__TASK DIRECTIONS__.
Return every line from the entries below that contains the word "dark".

__DATA SUPPLIED__.
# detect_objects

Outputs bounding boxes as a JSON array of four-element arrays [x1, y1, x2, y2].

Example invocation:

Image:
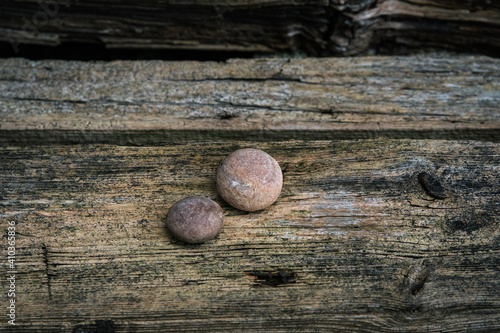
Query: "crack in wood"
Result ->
[[42, 243, 52, 301]]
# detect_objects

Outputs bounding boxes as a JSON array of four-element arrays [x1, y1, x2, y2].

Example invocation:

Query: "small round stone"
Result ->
[[217, 148, 283, 212], [167, 197, 224, 244]]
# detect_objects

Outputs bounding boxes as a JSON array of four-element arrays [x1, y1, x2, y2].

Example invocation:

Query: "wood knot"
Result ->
[[246, 269, 295, 287], [417, 172, 446, 200]]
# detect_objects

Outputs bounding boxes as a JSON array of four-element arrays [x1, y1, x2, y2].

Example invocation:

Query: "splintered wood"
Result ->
[[0, 139, 500, 332]]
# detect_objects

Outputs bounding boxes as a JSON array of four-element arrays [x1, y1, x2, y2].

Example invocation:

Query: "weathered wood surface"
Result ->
[[0, 139, 500, 332], [0, 54, 500, 145], [0, 0, 500, 56]]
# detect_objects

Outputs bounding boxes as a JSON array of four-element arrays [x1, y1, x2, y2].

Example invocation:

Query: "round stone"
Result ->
[[217, 148, 283, 212], [167, 197, 224, 244]]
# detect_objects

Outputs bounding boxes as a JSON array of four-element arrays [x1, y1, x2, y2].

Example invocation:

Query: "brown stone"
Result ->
[[217, 148, 283, 212], [167, 197, 224, 244]]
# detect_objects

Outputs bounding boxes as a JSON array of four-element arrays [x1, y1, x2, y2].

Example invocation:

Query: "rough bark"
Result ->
[[0, 54, 500, 145], [0, 140, 500, 332], [0, 0, 500, 56]]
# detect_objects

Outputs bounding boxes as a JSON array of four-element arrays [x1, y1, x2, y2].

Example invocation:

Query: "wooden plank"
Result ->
[[0, 0, 500, 56], [0, 139, 500, 332], [0, 54, 500, 145]]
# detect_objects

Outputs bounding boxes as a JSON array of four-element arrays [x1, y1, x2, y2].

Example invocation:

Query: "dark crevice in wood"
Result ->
[[42, 243, 52, 301], [0, 0, 500, 60], [0, 129, 500, 146]]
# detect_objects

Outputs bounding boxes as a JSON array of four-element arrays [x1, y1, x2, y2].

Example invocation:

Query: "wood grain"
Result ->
[[0, 54, 500, 146], [0, 0, 500, 56], [0, 139, 500, 332]]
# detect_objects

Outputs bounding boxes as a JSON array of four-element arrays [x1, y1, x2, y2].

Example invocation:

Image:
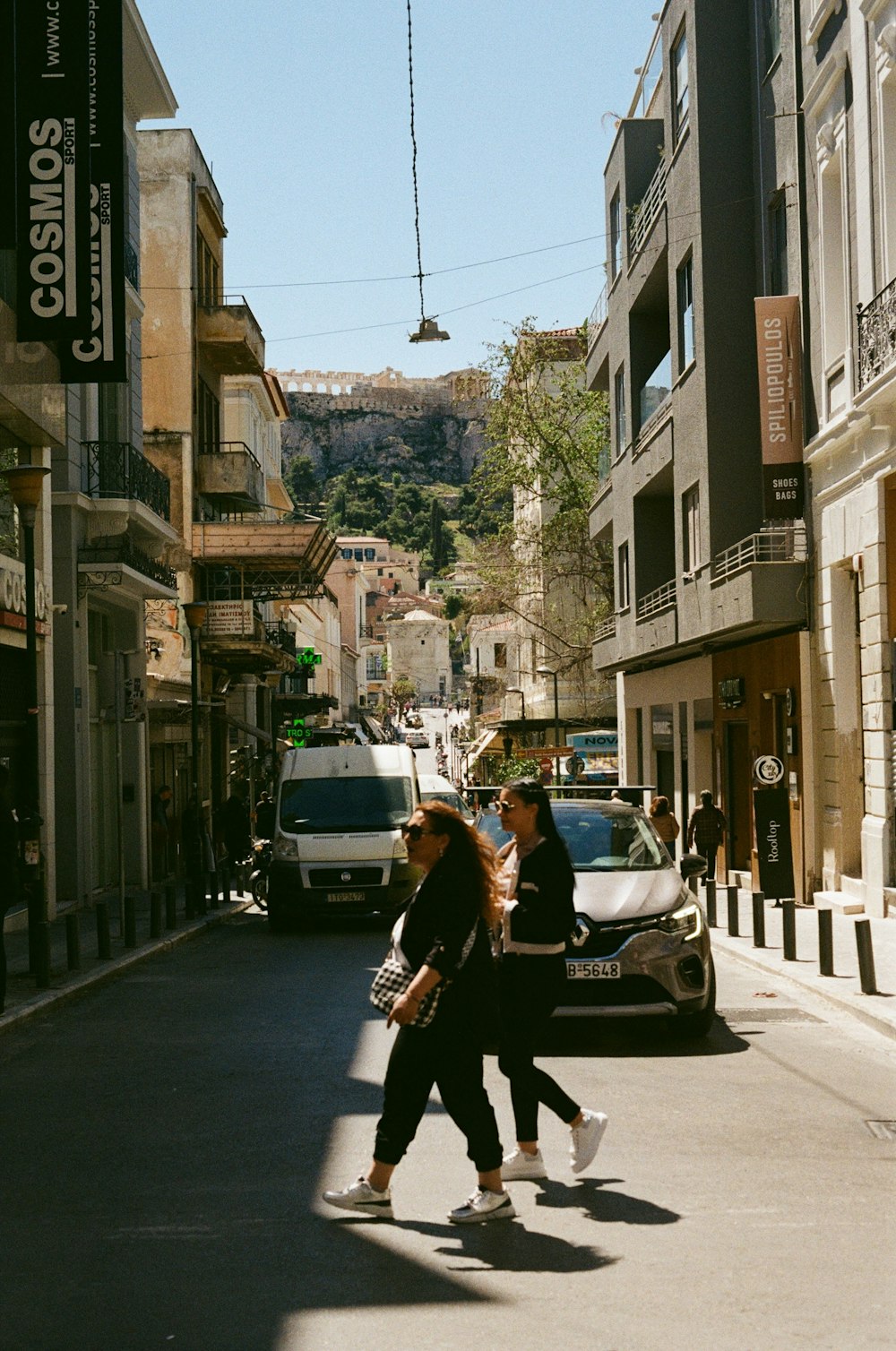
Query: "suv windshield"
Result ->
[[280, 776, 414, 835], [554, 804, 669, 873]]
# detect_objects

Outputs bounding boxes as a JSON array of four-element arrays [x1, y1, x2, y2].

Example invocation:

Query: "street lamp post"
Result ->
[[3, 465, 50, 989], [535, 666, 559, 787]]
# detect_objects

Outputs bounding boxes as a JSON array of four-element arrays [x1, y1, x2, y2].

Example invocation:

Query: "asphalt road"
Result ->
[[0, 910, 896, 1351]]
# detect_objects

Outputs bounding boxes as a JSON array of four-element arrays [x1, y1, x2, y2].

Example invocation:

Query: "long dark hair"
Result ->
[[502, 779, 573, 872], [418, 797, 499, 925]]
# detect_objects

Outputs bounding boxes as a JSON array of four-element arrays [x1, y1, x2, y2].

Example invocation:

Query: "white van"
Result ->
[[268, 745, 420, 930]]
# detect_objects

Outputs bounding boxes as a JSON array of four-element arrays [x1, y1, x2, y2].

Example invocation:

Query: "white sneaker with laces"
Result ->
[[449, 1188, 516, 1224], [323, 1173, 393, 1220], [502, 1149, 547, 1183], [569, 1111, 607, 1173]]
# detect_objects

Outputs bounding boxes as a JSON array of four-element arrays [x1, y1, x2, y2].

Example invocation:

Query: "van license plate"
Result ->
[[566, 962, 622, 981]]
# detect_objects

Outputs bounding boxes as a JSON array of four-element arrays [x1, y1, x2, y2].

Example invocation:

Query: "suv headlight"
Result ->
[[659, 904, 702, 939], [273, 835, 298, 862]]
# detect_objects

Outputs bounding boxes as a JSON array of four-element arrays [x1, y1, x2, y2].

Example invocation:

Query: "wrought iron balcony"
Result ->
[[857, 279, 896, 389], [81, 441, 172, 521]]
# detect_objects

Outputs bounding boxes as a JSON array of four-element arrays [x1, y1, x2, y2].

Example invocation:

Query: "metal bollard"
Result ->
[[125, 896, 136, 947], [856, 920, 877, 994], [150, 891, 162, 938], [781, 901, 796, 962], [726, 886, 741, 938], [707, 877, 718, 928], [65, 915, 81, 971], [96, 901, 112, 962], [818, 909, 834, 976], [753, 891, 765, 947]]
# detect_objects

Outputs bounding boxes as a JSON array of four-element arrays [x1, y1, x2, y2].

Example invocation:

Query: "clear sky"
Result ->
[[138, 0, 661, 375]]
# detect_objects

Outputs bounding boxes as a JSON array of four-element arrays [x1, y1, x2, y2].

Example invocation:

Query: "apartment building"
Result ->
[[800, 0, 896, 915], [588, 0, 815, 899], [138, 130, 335, 842]]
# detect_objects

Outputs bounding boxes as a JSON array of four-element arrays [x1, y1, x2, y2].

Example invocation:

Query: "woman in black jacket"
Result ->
[[323, 800, 516, 1224], [497, 779, 607, 1179]]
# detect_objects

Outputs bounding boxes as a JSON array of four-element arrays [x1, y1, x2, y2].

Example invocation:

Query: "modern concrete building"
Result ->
[[588, 0, 810, 899]]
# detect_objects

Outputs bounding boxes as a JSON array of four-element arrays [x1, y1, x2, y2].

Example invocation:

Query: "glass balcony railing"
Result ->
[[639, 351, 672, 431]]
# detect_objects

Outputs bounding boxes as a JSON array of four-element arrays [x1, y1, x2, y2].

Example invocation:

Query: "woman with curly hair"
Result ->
[[323, 800, 516, 1224]]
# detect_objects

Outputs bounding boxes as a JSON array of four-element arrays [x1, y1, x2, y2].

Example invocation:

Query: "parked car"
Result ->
[[418, 774, 474, 822], [476, 798, 715, 1037]]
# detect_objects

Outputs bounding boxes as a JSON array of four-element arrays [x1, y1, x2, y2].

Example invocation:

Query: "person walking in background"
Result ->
[[497, 779, 607, 1181], [323, 800, 516, 1224], [650, 796, 681, 859], [688, 787, 728, 885], [0, 765, 19, 1013]]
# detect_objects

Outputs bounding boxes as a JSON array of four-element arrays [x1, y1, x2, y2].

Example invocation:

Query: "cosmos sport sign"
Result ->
[[13, 0, 127, 383]]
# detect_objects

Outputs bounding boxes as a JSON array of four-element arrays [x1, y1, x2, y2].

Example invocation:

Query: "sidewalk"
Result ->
[[0, 880, 252, 1034], [700, 886, 896, 1037]]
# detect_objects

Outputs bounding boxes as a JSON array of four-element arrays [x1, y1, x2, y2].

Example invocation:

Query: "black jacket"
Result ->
[[499, 839, 576, 951]]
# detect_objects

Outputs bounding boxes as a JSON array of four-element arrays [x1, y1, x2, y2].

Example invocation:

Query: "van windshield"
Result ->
[[280, 774, 414, 835]]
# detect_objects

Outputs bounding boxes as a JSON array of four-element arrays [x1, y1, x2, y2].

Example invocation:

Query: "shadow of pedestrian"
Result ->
[[535, 1178, 681, 1224]]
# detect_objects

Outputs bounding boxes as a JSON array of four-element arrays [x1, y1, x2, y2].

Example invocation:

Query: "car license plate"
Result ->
[[566, 962, 622, 981]]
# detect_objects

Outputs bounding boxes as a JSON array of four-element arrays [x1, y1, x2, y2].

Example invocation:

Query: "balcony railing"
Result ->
[[858, 279, 896, 389], [81, 441, 172, 521], [125, 239, 141, 290], [628, 159, 667, 260], [638, 578, 676, 619], [639, 351, 672, 431], [712, 524, 806, 581]]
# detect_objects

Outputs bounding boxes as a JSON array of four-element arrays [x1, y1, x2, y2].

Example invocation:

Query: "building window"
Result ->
[[678, 258, 696, 370], [681, 484, 700, 572], [614, 366, 625, 458], [762, 0, 784, 67], [672, 29, 688, 141], [609, 188, 622, 281], [616, 540, 631, 611], [769, 192, 788, 296]]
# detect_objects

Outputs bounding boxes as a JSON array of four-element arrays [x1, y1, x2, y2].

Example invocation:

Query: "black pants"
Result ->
[[497, 954, 579, 1140], [373, 997, 503, 1173]]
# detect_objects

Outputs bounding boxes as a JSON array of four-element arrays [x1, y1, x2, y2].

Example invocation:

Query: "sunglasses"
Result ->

__RESULT FOR THIS EXERCISE__.
Query: "dark crevice in wood"
Query: "long dark hair"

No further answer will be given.